>> Begin Source text

By Matt Norlander | College Basketball Writer

The Blue Jays have a worse record than any AL team except the Astros. (USATSI)
The Toreros' game-fixing scandal netted more than $120,000, according to the FBI. (USATSI)

The bribery and game-fixing case involving former San Diego Toreros star Brandon Johnson has been sewed up. Johnson was sentenced to six months in jail on March 1, a sentence he'll begin on May 31. But the FBI this week released details on its investigation and what Johnson earned while intentionally altering the outcome of final scores in certain games.

The investigation -- endearingly titled "Operation Hook Shot" -- took three years, and on the sports end, centered around Johnson and former USD coach Thaddeus Brown, who was involved in illegal gambling circles and convinced Johnson to fix. Johnson left San Diego in 2010 as the school's all-time leading scorer and assist man.

>> End Source text

- _Parts of the exercise_
1. From the game-fixing article, quote the passage that begins at the words "By Matt Norlander" and stops after the words "the FBI. (USATSI)".
2. Using the game-fixing article, decide whether each statement agrees with it. Answer yes or no for each, and quote the deciding words.
(a) Brandon Johnson was sentenced to six months in jail.
(b) The FBI investigation lasted five years.
(c) Johnson left San Diego in 2010 as the school's all-time leading scorer.
3. Continue the article on the San Diego game-fixing case from where it ends.

>> Begin Collected material

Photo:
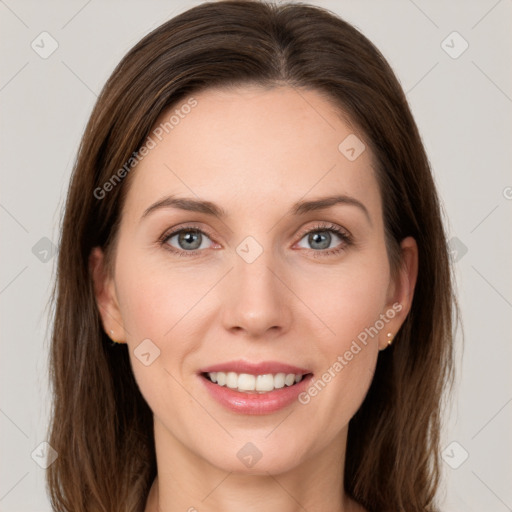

>> End Collected material

- _Final results_
1.
By Matt Norlander | College Basketball Writer

The Blue Jays have a worse record than any AL team except the Astros. (USATSI)
The Toreros' game-fixing scandal netted more than $120,000, according to the FBI. (USATSI)

2.
(a) Yes: "Johnson was sentenced to six months in jail on March 1"
(b) No: "took three years"
(c) Yes: "Johnson left San Diego in 2010 as the school's all-time leading scorer and assist man."

3.
Eight people were involved in the scheme, all of whom were sentenced to jail time, the final and most recent being a bookie who was sentenced in April to two years in federal prison. The FBI's details of the case and its process of investigation, shedding more light to Johnson's role and what the game-fixing meant for him, prior to being caught, are below. The details are pretty interesting.

Brown had placed bets with the illegal gambling business operated by Garmo and two partners-in-crime. Though no longer with the team, he still had contacts among the USD players. During the 2009-2010 season, he recruited Johnson—USD's starting point guard—to influence the outcome of basketball games in exchange for money. Brown was paid handsomely for his role in the conspiracy—up to $10,000 per game.
During that season, it's believed that at least four games were “fixed” with Johnson's assistance. Perhaps the senior point guard would miss a free throw now and then or draw a technical foul. Or he would just pass up a shot—at one point Johnson was heard on electronic surveillance talking about how he wouldn't shoot at the end of a particular game because it would have cost him $1,000.
The co-conspirators routinely got together to discuss the predictions of oddsmakers and to pick which games to fix. They would then make their bets—often on the other team (USD was usually favored to win)—which would enhance their winnings even more. And with Johnson manipulating the games, they usually won their bets, netting them more than $120,000.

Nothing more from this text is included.